_DESCRIPTION OF THE TASK_
Write out everything from the start of the lines down to the line containing "M352 151L341 151L330", with both ends included, and leave the pictures out of your answer.

_GIVEN DATA_
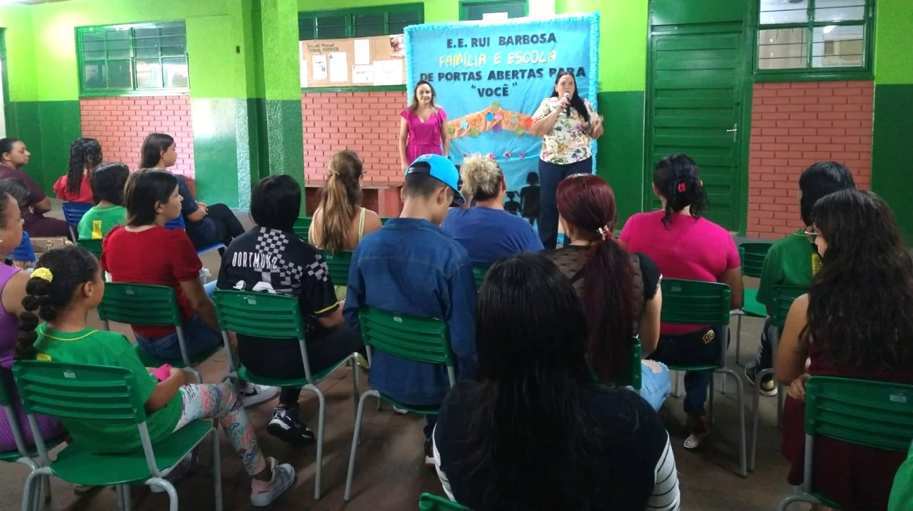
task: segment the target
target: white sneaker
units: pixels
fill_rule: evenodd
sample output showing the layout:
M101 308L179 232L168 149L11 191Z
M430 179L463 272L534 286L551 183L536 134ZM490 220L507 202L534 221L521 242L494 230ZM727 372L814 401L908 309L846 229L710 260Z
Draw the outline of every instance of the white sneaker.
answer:
M267 458L273 478L269 483L257 479L250 482L250 504L266 507L295 484L295 469L289 463L279 464L276 458Z
M238 394L241 396L241 402L244 403L245 408L268 401L275 398L278 392L278 387L267 387L266 385L254 385L253 383L246 383L238 389Z

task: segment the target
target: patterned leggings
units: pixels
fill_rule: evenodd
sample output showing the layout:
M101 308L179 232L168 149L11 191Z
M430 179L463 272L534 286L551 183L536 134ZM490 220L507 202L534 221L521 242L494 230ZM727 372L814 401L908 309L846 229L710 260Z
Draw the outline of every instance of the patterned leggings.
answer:
M247 413L230 383L184 385L181 394L184 396L184 406L175 431L194 421L218 419L228 435L228 442L241 456L247 474L257 475L267 468L267 461L257 444L254 429L247 421Z

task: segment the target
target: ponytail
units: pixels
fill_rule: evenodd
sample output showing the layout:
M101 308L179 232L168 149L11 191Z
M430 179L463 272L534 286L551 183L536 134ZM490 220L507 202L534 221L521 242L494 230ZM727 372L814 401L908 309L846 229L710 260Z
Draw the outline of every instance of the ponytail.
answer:
M627 363L635 334L631 256L611 235L603 235L591 246L583 271L582 302L590 325L587 358L600 381L609 381Z
M352 151L341 151L330 159L327 186L318 208L323 211L320 248L331 253L346 250L349 228L361 202L362 169L362 160Z

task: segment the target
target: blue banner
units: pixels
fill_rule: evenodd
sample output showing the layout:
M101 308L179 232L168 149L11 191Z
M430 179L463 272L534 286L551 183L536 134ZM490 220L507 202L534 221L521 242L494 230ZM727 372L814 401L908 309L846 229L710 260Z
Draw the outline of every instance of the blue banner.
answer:
M526 132L557 74L571 70L578 94L597 106L598 13L415 25L405 28L404 45L410 99L420 80L434 86L447 112L451 158L495 158L507 179L506 207L524 187L534 184L538 192L541 138Z

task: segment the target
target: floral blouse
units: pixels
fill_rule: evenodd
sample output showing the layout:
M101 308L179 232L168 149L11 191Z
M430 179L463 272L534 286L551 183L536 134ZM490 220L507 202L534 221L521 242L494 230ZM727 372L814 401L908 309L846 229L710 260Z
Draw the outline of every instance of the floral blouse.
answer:
M547 117L558 106L560 98L545 98L539 105L536 113L532 114L533 122ZM590 113L590 121L597 117L590 101L583 100L583 105ZM574 108L571 108L571 116L561 113L555 121L551 131L542 137L542 149L539 157L543 162L556 165L567 165L585 160L593 155L590 149L591 124L580 115Z

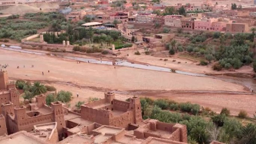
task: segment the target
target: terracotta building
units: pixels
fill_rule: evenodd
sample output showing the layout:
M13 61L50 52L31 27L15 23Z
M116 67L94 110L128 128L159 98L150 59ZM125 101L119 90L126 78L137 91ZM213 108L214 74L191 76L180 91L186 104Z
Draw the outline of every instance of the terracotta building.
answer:
M19 106L18 91L14 83L9 83L6 71L0 71L0 104L11 102L15 106ZM0 112L2 107L0 107Z
M248 24L228 24L226 27L226 31L228 33L247 33L249 31Z
M232 16L247 16L250 15L250 12L246 10L226 10L222 11L222 14Z
M129 124L142 120L140 98L129 102L115 99L115 93L105 94L104 99L82 105L81 117L100 124L128 128Z
M180 18L183 17L184 16L181 15L166 16L164 18L164 25L170 27L181 28Z

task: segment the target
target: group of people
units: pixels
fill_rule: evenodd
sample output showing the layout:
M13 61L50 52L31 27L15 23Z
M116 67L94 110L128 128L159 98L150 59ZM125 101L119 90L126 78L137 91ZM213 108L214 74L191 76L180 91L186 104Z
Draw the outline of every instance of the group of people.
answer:
M48 70L48 73L50 73L50 71ZM43 74L43 71L42 71L42 74Z
M9 66L9 65L8 64L0 64L0 67L1 67L2 68L6 68L7 67Z

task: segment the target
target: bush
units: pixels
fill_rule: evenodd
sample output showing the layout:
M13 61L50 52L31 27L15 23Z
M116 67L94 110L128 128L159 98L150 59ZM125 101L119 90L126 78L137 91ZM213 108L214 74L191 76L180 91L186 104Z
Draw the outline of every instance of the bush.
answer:
M169 50L169 54L171 55L175 54L175 51L174 51L174 49L170 49L170 50Z
M135 53L134 54L136 55L140 55L140 52L138 51L138 50L137 50L136 52L135 52Z
M104 50L101 52L101 53L103 55L107 55L109 54L109 51L107 50Z
M190 112L192 110L192 104L189 102L182 102L180 104L180 110L183 112Z
M193 52L199 52L199 49L198 49L198 48L195 47L193 49Z
M177 49L180 52L183 52L183 48L182 48L182 46L178 46Z
M226 117L225 114L218 114L211 117L211 118L214 124L219 127L221 127L223 126Z
M179 104L171 104L169 105L169 107L171 110L179 110Z
M220 36L221 33L219 32L214 32L213 33L213 38L214 39L218 39Z
M132 44L131 43L126 43L124 44L124 48L131 47L132 46Z
M76 107L76 108L77 109L79 109L81 108L81 105L83 105L84 103L85 102L84 101L79 101L77 102L76 103L76 105L75 105L75 106Z
M220 71L221 70L221 69L222 69L222 68L219 63L216 63L213 66L213 69L214 70Z
M238 114L238 116L242 119L246 118L247 117L247 112L244 110L241 110Z
M198 104L194 104L192 106L192 114L196 115L199 113L200 111L200 105Z
M74 46L74 48L73 48L73 50L74 51L80 51L80 50L81 50L81 49L79 46Z
M96 98L96 97L92 98L91 97L89 97L89 102L91 102L92 101L98 101L99 100L100 100L100 98Z
M193 49L192 46L189 46L187 47L187 51L189 52L193 52Z
M230 114L230 111L226 108L224 107L222 108L220 112L220 114L224 114L226 116L229 116Z
M158 99L154 102L154 105L157 105L162 109L166 110L169 106L168 101L166 99Z
M72 93L68 91L61 90L57 94L57 100L62 102L68 102L71 100Z
M208 64L208 63L207 62L204 61L203 60L201 60L200 61L200 65L207 65Z
M47 95L45 99L46 104L49 106L51 105L51 102L54 102L56 101L54 95L52 94L50 94Z
M45 85L45 87L46 88L47 91L49 92L53 92L56 91L56 88L53 86L48 86L48 85Z

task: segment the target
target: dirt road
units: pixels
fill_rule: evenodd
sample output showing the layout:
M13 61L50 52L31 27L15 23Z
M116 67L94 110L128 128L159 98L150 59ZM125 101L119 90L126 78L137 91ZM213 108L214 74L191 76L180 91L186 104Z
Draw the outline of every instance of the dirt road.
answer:
M254 95L206 92L249 92L242 86L209 77L121 67L115 69L112 66L87 63L77 64L73 61L2 49L0 63L9 64L7 70L11 78L45 81L58 90L70 91L74 96L72 106L79 101L86 102L90 96L102 98L106 91L115 90L117 97L123 100L135 95L190 101L217 111L226 107L234 114L244 109L252 115L256 110ZM198 92L201 91L204 92ZM77 93L79 94L78 98Z

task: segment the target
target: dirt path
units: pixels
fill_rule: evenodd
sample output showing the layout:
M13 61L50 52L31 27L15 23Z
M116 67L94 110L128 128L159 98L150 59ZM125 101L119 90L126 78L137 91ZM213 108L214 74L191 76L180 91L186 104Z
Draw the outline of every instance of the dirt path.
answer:
M75 96L73 106L79 101L87 101L90 96L102 98L104 92L112 90L116 92L117 98L123 100L134 95L168 98L198 103L217 111L226 107L234 114L244 109L252 116L256 110L255 95L233 92L249 92L243 86L210 77L120 67L115 69L112 66L87 63L77 64L73 61L2 49L0 50L0 63L9 64L7 70L10 77L42 80L58 90L70 91ZM34 68L31 67L32 64ZM78 98L77 93L79 94Z

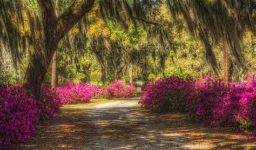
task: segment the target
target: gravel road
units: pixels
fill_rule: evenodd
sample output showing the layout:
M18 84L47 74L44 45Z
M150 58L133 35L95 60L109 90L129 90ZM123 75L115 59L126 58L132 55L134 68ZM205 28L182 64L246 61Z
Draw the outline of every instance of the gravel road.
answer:
M143 111L138 104L139 99L117 99L63 111L46 121L18 149L256 149L255 139L217 132L188 121L185 114Z

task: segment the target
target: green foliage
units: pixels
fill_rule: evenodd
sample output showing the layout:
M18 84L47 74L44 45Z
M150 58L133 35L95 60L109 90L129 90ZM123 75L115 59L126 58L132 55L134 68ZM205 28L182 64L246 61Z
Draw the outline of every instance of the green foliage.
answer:
M153 73L150 73L147 77L147 79L150 82L153 82L157 79L157 77Z
M184 108L180 105L187 95L183 92L161 96L161 100L156 104L153 111L157 113L182 113Z
M165 71L166 77L174 76L183 79L192 79L192 72L187 70L181 70L177 67L171 67L167 69Z

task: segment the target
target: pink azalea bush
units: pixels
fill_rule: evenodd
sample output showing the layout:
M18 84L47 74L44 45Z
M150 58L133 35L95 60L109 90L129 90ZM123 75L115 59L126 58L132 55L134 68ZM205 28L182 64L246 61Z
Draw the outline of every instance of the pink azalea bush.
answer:
M42 86L42 100L39 101L21 86L0 87L0 148L25 142L41 119L55 116L59 111L59 100L48 88Z
M108 98L121 98L132 96L136 88L132 85L115 81L106 87L105 93Z
M149 84L145 90L139 103L146 108L164 112L184 108L205 125L256 133L256 78L226 87L213 77L200 81L170 77Z
M174 77L158 80L146 85L139 103L156 112L183 112L180 104L189 94L191 85L191 81Z
M103 90L86 84L66 83L56 88L56 93L62 104L72 104L89 102L92 97L99 97Z
M256 79L225 87L221 81L206 78L195 84L184 105L204 124L256 132Z

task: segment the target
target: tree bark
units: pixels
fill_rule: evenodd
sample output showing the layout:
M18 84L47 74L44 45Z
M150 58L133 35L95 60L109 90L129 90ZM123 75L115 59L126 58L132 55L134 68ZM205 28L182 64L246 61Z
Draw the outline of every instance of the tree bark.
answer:
M133 66L131 65L131 66L130 67L130 71L129 71L129 83L131 84L133 84Z
M60 14L59 10L59 1L56 0L56 16L58 17ZM53 56L52 59L52 71L51 71L51 89L52 91L55 91L57 87L57 50L55 51L53 53Z
M226 39L223 40L223 81L225 86L228 85L228 47Z
M37 0L41 9L43 37L40 48L35 49L24 76L24 86L39 98L44 76L56 50L58 43L78 21L89 12L94 0L75 1L59 18L57 18L51 0ZM35 43L35 47L38 47Z
M57 87L57 50L56 50L52 57L52 71L51 71L51 89L54 91Z

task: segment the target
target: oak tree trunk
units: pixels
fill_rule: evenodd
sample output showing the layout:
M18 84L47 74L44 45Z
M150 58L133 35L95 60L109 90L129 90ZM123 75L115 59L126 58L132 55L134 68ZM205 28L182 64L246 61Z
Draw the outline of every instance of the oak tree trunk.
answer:
M59 17L56 17L51 0L37 0L41 9L43 36L41 46L35 44L35 52L24 76L24 86L39 98L40 88L58 42L72 28L89 12L94 0L75 1ZM39 42L39 41L38 41ZM39 42L38 42L39 43Z
M57 51L56 50L52 57L52 71L51 71L51 89L54 91L56 88L57 81Z
M130 67L130 71L129 71L129 83L131 84L133 84L133 66L131 65Z
M228 47L226 39L223 41L223 81L225 86L228 85Z
M58 17L60 14L59 10L59 1L56 0L56 17ZM52 71L51 71L51 89L54 91L56 88L58 81L57 80L57 50L56 50L53 53L52 60Z

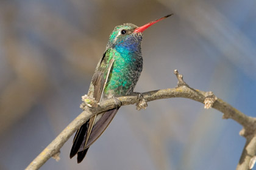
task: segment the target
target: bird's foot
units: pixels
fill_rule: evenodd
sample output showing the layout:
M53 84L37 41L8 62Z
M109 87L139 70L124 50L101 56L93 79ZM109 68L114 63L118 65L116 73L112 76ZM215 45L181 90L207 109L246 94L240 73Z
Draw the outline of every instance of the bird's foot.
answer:
M80 104L80 108L84 110L86 106L90 107L97 106L99 103L95 100L95 98L85 95L82 97L82 101L83 103Z
M119 108L122 106L122 101L118 100L118 98L116 97L112 97L112 98L115 100L115 103L116 104L116 107Z
M139 92L133 92L137 95L138 102L136 104L136 109L140 110L142 109L146 109L148 107L147 100L144 98L143 95Z

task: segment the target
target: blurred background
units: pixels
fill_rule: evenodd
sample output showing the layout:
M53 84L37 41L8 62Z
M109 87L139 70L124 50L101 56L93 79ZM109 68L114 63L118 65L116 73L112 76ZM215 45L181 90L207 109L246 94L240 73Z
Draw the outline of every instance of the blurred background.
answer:
M80 97L115 26L142 25L144 67L135 91L174 87L177 69L192 87L211 90L255 116L256 2L1 1L0 169L23 169L80 112ZM241 126L201 103L172 98L138 112L122 107L79 165L41 169L235 169Z

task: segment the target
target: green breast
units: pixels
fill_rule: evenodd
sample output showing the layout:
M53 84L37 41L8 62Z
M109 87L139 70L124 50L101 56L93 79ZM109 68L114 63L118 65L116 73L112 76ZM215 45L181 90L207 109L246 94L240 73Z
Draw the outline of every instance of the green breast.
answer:
M132 92L142 70L141 55L113 49L106 55L110 59L113 58L115 61L104 89L104 96L110 98Z

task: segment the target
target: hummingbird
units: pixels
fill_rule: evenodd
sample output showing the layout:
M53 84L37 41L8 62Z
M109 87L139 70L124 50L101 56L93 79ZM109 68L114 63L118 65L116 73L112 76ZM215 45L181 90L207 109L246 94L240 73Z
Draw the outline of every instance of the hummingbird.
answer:
M172 15L141 27L130 23L115 27L97 65L87 95L99 103L132 93L142 71L143 32ZM91 117L77 131L70 152L71 158L77 154L77 163L83 160L90 146L104 132L118 109L115 108Z

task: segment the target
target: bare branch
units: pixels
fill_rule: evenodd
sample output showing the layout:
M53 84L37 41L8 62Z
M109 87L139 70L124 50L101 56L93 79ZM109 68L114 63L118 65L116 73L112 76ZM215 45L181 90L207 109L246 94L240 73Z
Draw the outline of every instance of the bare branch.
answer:
M135 93L129 96L111 98L102 101L94 107L83 105L84 110L30 163L26 169L39 169L48 159L58 154L72 134L91 117L120 106L119 104L117 106L116 100L119 101L119 103L122 106L137 103L137 106L143 104L143 106L146 107L147 102L149 101L176 97L190 98L205 104L207 103L208 107L212 107L222 112L223 118L232 118L242 125L243 130L240 134L244 136L247 141L236 169L249 169L249 162L251 161L252 163L251 158L255 155L256 152L255 118L246 116L221 99L216 98L212 92L204 92L190 87L177 70L174 70L174 73L178 79L178 86L176 88L144 92L141 94L142 98L138 97L137 93Z

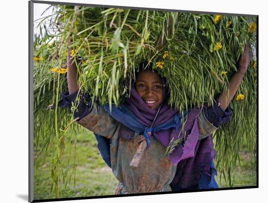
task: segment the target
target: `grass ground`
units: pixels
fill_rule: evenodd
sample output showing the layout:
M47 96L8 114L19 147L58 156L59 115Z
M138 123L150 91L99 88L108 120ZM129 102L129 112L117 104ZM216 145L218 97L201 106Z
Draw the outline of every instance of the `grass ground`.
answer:
M81 130L77 135L76 152L77 164L75 172L76 182L73 176L70 184L60 184L60 198L97 196L113 195L117 181L114 176L112 170L102 160L98 151L96 142L93 133L87 130ZM63 162L67 162L69 158L70 147L65 148ZM34 172L34 199L40 200L56 198L52 189L51 177L51 160L52 152L48 150L46 159ZM73 173L70 174L74 174ZM241 152L240 165L237 166L233 186L255 185L256 171L251 170L251 166L246 150ZM223 176L218 172L216 178L220 187L226 187Z

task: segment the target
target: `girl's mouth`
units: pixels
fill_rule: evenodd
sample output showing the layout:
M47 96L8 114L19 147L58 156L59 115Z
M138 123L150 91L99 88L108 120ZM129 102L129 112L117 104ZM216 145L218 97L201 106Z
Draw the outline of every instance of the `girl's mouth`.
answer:
M145 103L146 103L146 104L147 104L147 105L150 108L151 108L151 107L153 106L153 105L154 105L154 104L156 102L156 101L144 100L144 102Z

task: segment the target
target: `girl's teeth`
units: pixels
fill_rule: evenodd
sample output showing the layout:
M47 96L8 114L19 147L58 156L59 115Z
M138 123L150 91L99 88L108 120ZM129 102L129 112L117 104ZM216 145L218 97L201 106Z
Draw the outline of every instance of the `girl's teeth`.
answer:
M155 103L156 101L145 101L147 103Z

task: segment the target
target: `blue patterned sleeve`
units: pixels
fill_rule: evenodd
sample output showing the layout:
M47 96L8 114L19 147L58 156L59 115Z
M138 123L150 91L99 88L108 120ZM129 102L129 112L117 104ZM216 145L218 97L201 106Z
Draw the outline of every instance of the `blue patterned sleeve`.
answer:
M204 109L207 119L217 127L223 122L228 122L232 112L232 110L229 106L225 110L223 110L220 106L218 98L213 105L205 107Z
M88 94L78 93L76 92L69 94L69 92L61 93L61 99L58 101L58 106L68 107L70 109L74 108L74 117L79 117L77 121L80 121L92 111L92 100Z

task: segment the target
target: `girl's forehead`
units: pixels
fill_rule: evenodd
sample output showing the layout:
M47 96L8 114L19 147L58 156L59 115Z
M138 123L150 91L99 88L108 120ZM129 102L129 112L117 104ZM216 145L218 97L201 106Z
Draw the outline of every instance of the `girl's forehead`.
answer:
M160 82L162 81L161 77L156 72L153 72L151 70L145 70L140 72L138 74L137 80L141 79L148 81L153 80L159 81Z

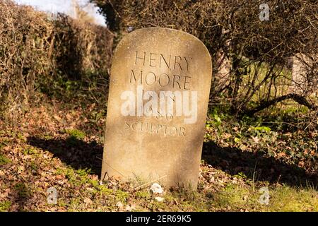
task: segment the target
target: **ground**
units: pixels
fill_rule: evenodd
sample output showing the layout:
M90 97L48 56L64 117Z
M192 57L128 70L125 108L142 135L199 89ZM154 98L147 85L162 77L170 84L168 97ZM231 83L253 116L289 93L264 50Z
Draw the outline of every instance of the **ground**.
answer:
M95 104L21 109L0 122L0 211L318 211L317 127L218 112L209 112L198 191L164 187L160 202L151 184L100 182L105 113Z

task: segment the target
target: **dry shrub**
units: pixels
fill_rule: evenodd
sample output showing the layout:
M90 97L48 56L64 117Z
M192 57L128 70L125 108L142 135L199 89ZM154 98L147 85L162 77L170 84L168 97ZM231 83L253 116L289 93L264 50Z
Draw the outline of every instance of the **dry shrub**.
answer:
M35 90L57 80L107 73L112 34L59 15L54 18L10 0L0 1L0 115L28 107Z
M221 62L220 57L230 59L228 75L218 80L213 76L211 100L225 97L235 114L254 114L252 106L259 105L255 109L261 110L287 99L317 109L312 100L305 100L317 90L317 0L266 1L268 21L259 19L259 6L264 3L259 0L91 1L117 34L127 28L178 29L201 40L213 62ZM276 92L282 80L293 83L287 62L300 55L305 71L301 81L306 85L299 87L305 88L295 93ZM259 97L257 101L255 96Z

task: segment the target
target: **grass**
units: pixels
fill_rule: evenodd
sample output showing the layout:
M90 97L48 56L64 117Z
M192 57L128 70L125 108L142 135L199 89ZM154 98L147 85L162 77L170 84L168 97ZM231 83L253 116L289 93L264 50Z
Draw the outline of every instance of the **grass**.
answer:
M299 112L293 109L282 110L285 111L290 119ZM30 117L42 118L42 112L37 111L40 113L30 114ZM60 112L63 113L57 116L61 119L68 114L65 110ZM275 114L280 112L275 112ZM31 145L23 141L27 141L23 134L30 133L29 127L21 126L19 132L8 129L8 131L11 131L10 133L1 128L0 131L4 132L0 133L0 141L5 148L0 154L0 166L8 165L4 170L0 167L0 177L4 182L0 185L1 211L318 211L317 188L311 184L301 186L289 183L288 180L278 182L275 179L273 181L270 178L271 174L267 177L264 176L261 179L259 178L260 173L257 169L261 167L262 172L266 173L271 170L272 165L266 163L268 165L256 167L252 162L256 154L264 155L257 162L259 164L266 162L266 160L270 156L277 158L274 162L280 165L279 170L295 165L302 170L313 172L317 159L315 143L307 133L290 132L284 128L265 124L264 117L237 121L221 109L211 109L210 119L206 123L204 145L205 156L200 167L198 190L189 191L182 188L167 189L164 187L165 192L160 195L164 201L160 202L155 199L156 196L150 192L151 184L136 190L138 185L145 184L139 178L136 179L137 184L136 181L123 183L114 178L108 179L103 184L100 184L98 170L94 169L94 171L90 167L101 164L101 159L97 158L100 158L100 155L81 154L82 151L86 151L83 145L87 145L91 141L95 143L91 147L97 152L102 151L100 148L102 143L99 140L102 137L102 129L92 132L88 131L85 125L79 126L78 124L73 126L81 130L68 129L64 124L59 124L59 122L55 127L46 128L43 125L49 125L50 117L55 115L45 115L48 117L42 119L45 120L45 124L36 119L30 124L30 126L37 129L32 136L41 138L37 142L51 145L47 150L59 149L66 154L69 149L73 150L73 157L77 160L81 160L81 164L71 165L70 162L64 162L59 155L47 150L45 146ZM79 119L79 115L85 117L81 112L72 109L68 114L69 121L65 119L64 121L71 123L74 121L72 117ZM270 117L276 117L275 114ZM25 120L28 120L28 116ZM83 120L78 121L82 124ZM92 128L91 121L88 124L88 128ZM102 124L99 122L100 124ZM37 132L39 128L41 128L39 129L40 133ZM315 136L316 131L311 133L314 133L312 136ZM42 134L50 136L47 138ZM60 141L54 146L56 143L51 140ZM208 146L211 143L214 146ZM216 155L217 149L221 150L220 156ZM211 150L214 150L215 155L209 159ZM247 157L245 157L245 154ZM281 158L278 161L279 156ZM92 157L97 158L96 163L84 164ZM225 160L228 163L225 164ZM302 162L304 165L298 166L298 162ZM249 165L250 162L251 165ZM239 168L237 170L236 166ZM247 169L245 169L246 167ZM15 174L17 170L18 177ZM289 172L292 174L291 177L301 177L294 172ZM286 174L284 172L283 176ZM47 203L47 191L50 187L58 191L57 205ZM259 202L264 194L260 191L262 187L269 189L268 205ZM18 199L15 199L15 195ZM27 201L21 202L23 206L16 208L14 204L17 200Z

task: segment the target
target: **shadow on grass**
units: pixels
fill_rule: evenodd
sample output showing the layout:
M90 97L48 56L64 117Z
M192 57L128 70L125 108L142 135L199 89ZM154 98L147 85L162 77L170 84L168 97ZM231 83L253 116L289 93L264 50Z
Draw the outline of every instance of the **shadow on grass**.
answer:
M100 175L103 147L95 141L86 143L73 136L48 140L30 137L28 143L49 151L75 170L90 169L92 173Z
M203 160L231 175L242 172L254 182L279 182L294 186L310 185L316 190L318 189L318 175L309 174L298 166L281 162L261 153L221 148L213 141L204 143L203 149Z
M75 170L88 168L92 173L100 175L103 147L95 141L86 143L75 137L66 139L42 139L30 137L28 143L46 150ZM244 173L254 182L285 183L290 186L308 186L316 190L317 175L310 175L298 166L281 162L274 157L261 153L243 152L238 148L221 148L214 142L204 143L202 159L215 168L231 175Z

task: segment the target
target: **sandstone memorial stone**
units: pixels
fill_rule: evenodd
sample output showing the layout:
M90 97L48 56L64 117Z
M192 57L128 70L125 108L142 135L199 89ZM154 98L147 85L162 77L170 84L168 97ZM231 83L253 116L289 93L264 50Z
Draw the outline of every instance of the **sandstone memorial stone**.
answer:
M212 76L204 44L151 28L118 44L110 71L101 179L196 188Z

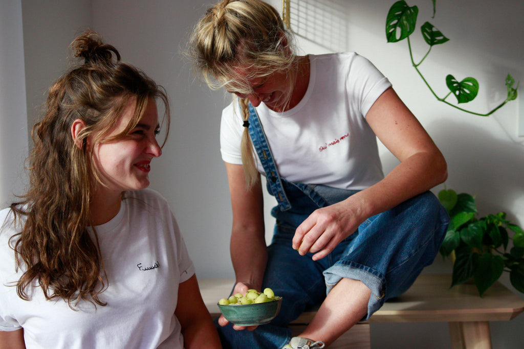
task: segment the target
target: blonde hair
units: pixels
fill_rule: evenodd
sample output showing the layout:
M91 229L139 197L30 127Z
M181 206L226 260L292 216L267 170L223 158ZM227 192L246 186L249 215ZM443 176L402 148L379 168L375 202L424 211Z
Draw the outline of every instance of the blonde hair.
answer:
M209 8L189 40L189 55L204 81L213 89L224 87L243 95L253 93L250 80L297 66L292 35L276 9L261 0L223 0ZM238 69L247 74L241 75ZM290 86L294 76L288 76ZM240 100L242 118L249 119L247 98ZM241 143L246 183L258 180L247 128Z
M18 268L26 268L16 283L17 292L28 300L27 288L38 282L46 299L62 298L77 304L85 300L105 305L99 297L107 277L92 226L90 201L98 182L92 149L111 140L106 136L125 108L134 112L126 129L111 138L124 137L143 114L150 98L164 104L167 137L169 108L163 88L130 64L120 61L114 47L91 31L71 44L77 64L51 87L45 115L32 129L34 147L29 158L30 186L23 200L11 209L27 218L14 246ZM73 122L86 127L78 143L71 134ZM88 146L88 138L93 141ZM164 141L165 142L165 140Z

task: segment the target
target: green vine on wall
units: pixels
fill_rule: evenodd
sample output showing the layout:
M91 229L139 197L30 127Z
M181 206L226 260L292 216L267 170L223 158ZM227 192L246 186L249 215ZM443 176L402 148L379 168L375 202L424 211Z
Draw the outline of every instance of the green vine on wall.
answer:
M433 2L433 17L434 18L436 12L436 0L432 1ZM444 36L440 30L429 22L427 21L424 23L421 26L420 29L422 37L426 43L429 45L429 49L420 61L418 63L415 63L413 58L411 42L409 37L415 30L418 13L418 7L416 6L409 6L405 0L399 0L399 1L396 2L389 9L386 20L386 37L387 38L388 42L397 42L405 39L407 39L411 63L415 70L418 73L422 81L424 81L424 83L437 100L466 112L480 116L488 116L502 107L508 102L517 98L517 89L518 88L519 83L517 83L517 86L514 87L515 81L509 74L506 78L506 86L507 89L507 96L506 99L486 114L483 114L467 110L446 100L447 97L452 94L456 98L458 104L467 103L475 99L478 93L479 85L478 82L473 77L468 77L458 81L451 74L448 74L446 76L446 85L450 89L450 92L444 97L439 97L424 77L419 70L419 67L429 54L433 46L444 43L449 41L449 39Z

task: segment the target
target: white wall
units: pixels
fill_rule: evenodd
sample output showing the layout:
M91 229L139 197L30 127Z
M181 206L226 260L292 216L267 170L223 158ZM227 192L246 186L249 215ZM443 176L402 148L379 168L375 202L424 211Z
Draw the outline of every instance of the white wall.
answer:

_CORRECT ANSWER_
task: segment the target
target: white sneaker
units: pixels
fill_rule: evenodd
sample output showing the layout:
M101 308L179 232L168 149L11 191Z
M430 179L463 272L534 286L551 183L536 134ZM490 220L507 202L534 221L521 242L494 230ZM727 372L814 401L908 309L846 229L710 260Z
Draw the outline of every instance of the white sneaker.
answer:
M267 458L273 478L269 483L257 479L250 482L250 504L266 507L295 484L295 469L289 463L279 464L276 458Z
M238 394L241 396L241 402L244 403L245 408L268 401L275 398L278 392L278 387L267 387L266 385L254 385L253 383L246 383L238 389Z

task: segment the target
target: patterned leggings
units: pixels
fill_rule: evenodd
sample output showing the layout:
M101 308L179 232L168 149L11 191Z
M430 179L463 272L534 286L551 183L536 134ZM490 220L507 202L534 221L521 242L494 230ZM727 372L814 401L908 309L846 229L710 260Z
Draw the outline of every instance of the patterned leggings.
answer:
M247 413L230 383L184 385L181 394L184 396L184 406L175 431L194 421L218 419L228 435L228 442L241 456L247 474L257 475L267 468L267 461L257 444L254 429L247 421Z

task: segment the target
target: ponytail
units: pixels
fill_rule: evenodd
sample output showing the layout:
M101 308L179 232L168 149L11 191Z
M430 179L463 272L534 286L551 183L536 134ZM490 220L507 202L534 221L521 242L494 230ZM727 372L814 401L908 309L846 229L710 260Z
Draw the outline of every instance of the ponytail.
answer:
M627 363L635 334L631 256L611 235L603 235L591 246L583 271L582 302L590 325L587 358L600 381L609 381Z
M352 151L341 151L330 159L327 186L318 208L323 211L320 248L331 253L346 250L349 228L361 202L362 169L362 160Z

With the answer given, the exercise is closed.